Task = Rewrite the rows below, replacing every "rough mask" with "coarse mask" and leaving everything else unchanged. Omit the pictures from your answer.

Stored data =
★ ★ ★ ★
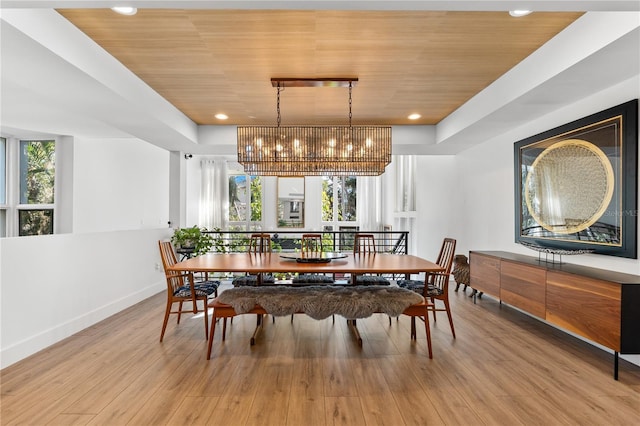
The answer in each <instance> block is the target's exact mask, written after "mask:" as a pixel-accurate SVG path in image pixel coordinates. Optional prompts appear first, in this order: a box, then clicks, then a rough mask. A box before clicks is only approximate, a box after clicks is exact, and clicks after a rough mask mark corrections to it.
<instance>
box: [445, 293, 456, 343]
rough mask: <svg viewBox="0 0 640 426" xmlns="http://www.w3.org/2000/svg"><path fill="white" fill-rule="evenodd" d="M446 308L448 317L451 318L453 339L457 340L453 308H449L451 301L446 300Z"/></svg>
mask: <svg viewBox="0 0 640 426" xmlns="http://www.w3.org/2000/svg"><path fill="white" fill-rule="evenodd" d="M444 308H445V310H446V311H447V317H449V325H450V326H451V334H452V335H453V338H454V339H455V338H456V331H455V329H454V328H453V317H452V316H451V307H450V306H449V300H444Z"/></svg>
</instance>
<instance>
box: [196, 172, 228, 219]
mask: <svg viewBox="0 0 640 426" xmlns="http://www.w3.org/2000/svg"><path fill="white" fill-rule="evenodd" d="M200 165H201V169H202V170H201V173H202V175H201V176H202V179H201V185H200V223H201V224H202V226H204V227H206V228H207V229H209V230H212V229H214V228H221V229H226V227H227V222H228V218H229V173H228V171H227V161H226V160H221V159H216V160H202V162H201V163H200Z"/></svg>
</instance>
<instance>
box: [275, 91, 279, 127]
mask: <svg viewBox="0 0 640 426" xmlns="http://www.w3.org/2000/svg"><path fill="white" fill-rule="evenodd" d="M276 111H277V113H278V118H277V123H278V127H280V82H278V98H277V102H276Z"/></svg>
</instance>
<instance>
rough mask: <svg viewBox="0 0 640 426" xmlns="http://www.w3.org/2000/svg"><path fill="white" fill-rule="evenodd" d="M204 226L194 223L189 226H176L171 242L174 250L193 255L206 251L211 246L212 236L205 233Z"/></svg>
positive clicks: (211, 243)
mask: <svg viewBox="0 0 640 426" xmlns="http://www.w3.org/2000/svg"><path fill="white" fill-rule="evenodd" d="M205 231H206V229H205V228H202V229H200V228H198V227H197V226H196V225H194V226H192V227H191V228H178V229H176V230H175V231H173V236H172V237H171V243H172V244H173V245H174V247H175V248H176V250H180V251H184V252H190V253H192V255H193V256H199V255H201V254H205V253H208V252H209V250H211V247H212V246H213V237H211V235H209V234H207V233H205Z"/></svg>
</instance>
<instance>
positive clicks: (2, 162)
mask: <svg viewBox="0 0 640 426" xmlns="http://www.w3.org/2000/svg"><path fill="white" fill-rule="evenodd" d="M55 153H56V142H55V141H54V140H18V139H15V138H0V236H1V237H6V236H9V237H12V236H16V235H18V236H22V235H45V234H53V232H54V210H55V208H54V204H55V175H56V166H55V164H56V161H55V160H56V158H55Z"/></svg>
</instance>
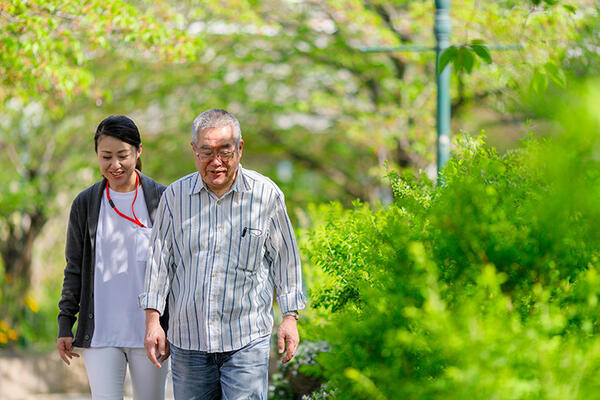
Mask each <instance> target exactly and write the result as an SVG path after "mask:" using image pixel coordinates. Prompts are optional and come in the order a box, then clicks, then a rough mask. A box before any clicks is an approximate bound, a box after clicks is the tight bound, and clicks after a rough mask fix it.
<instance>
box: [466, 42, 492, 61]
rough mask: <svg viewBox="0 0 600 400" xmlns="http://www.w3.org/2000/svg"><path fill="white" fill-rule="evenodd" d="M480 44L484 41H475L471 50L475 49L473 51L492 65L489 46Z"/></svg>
★ ★ ★ ★
Task solution =
The answer in each <instance> block is the target's exact mask, written after "mask:" as a pixel-accurate SVG path in image pixel coordinates. Optional prompts appear first, in this order: a box, then clicks, then a coarse mask. A box before clicks is only approximate, a box after clicks is exact, and clicks after a coarse mask mark corrections to it.
<instance>
box: [445, 293, 456, 343]
coarse mask: <svg viewBox="0 0 640 426" xmlns="http://www.w3.org/2000/svg"><path fill="white" fill-rule="evenodd" d="M446 308L448 317L451 318L453 339L457 340L453 308H449L451 301L446 300Z"/></svg>
mask: <svg viewBox="0 0 640 426" xmlns="http://www.w3.org/2000/svg"><path fill="white" fill-rule="evenodd" d="M444 308H445V310H446V311H447V317H449V325H450V326H451V334H452V335H453V338H454V339H455V338H456V331H455V329H454V328H453V317H452V316H451V307H450V306H449V300H444Z"/></svg>
</instance>
<instance>
box: [196, 172, 228, 219]
mask: <svg viewBox="0 0 640 426" xmlns="http://www.w3.org/2000/svg"><path fill="white" fill-rule="evenodd" d="M200 165H201V169H202V170H201V173H202V175H201V176H202V179H201V185H200V223H201V224H202V226H204V227H206V228H207V229H209V230H212V229H214V228H221V229H226V227H227V222H228V218H229V173H228V171H227V161H226V160H221V159H216V160H202V162H201V163H200Z"/></svg>
</instance>
<instance>
box: [275, 91, 279, 127]
mask: <svg viewBox="0 0 640 426" xmlns="http://www.w3.org/2000/svg"><path fill="white" fill-rule="evenodd" d="M276 111H277V113H278V118H277V123H278V127H280V82H278V98H277V102H276Z"/></svg>
</instance>
<instance>
coarse mask: <svg viewBox="0 0 640 426" xmlns="http://www.w3.org/2000/svg"><path fill="white" fill-rule="evenodd" d="M204 226L194 223L189 226H176L171 242L174 250L193 255L206 251L211 246L212 236L205 233Z"/></svg>
positive clicks: (211, 243)
mask: <svg viewBox="0 0 640 426" xmlns="http://www.w3.org/2000/svg"><path fill="white" fill-rule="evenodd" d="M205 231H206V229H205V228H202V229H200V228H198V227H197V226H196V225H194V226H192V227H191V228H178V229H176V230H175V231H173V236H172V237H171V243H172V244H173V245H174V247H175V248H176V250H180V251H184V252H190V253H192V255H193V256H199V255H201V254H205V253H208V252H209V250H211V247H212V246H213V237H211V235H209V234H207V233H205Z"/></svg>
</instance>
<instance>
positive clicks: (2, 162)
mask: <svg viewBox="0 0 640 426" xmlns="http://www.w3.org/2000/svg"><path fill="white" fill-rule="evenodd" d="M55 153H56V142H55V141H54V140H18V139H15V138H0V236H1V237H6V236H9V237H12V236H16V235H18V236H22V235H45V234H53V232H54V210H55V208H54V204H55V175H56V166H55V164H56V161H55V160H56V158H55Z"/></svg>
</instance>
Mask each <instance> target exactly and write the result as an SVG path after "mask:" using image pixel coordinates. Prompts are optional and come in the order a box, then clicks, then a coarse mask. A box before any clicks is an approximate bound, a box after clicks is the tight bound, and clicks after a coarse mask fix it.
<instance>
box: [466, 42, 492, 61]
coarse mask: <svg viewBox="0 0 600 400" xmlns="http://www.w3.org/2000/svg"><path fill="white" fill-rule="evenodd" d="M480 44L484 41H475L471 50L475 49L473 51L492 65L489 46Z"/></svg>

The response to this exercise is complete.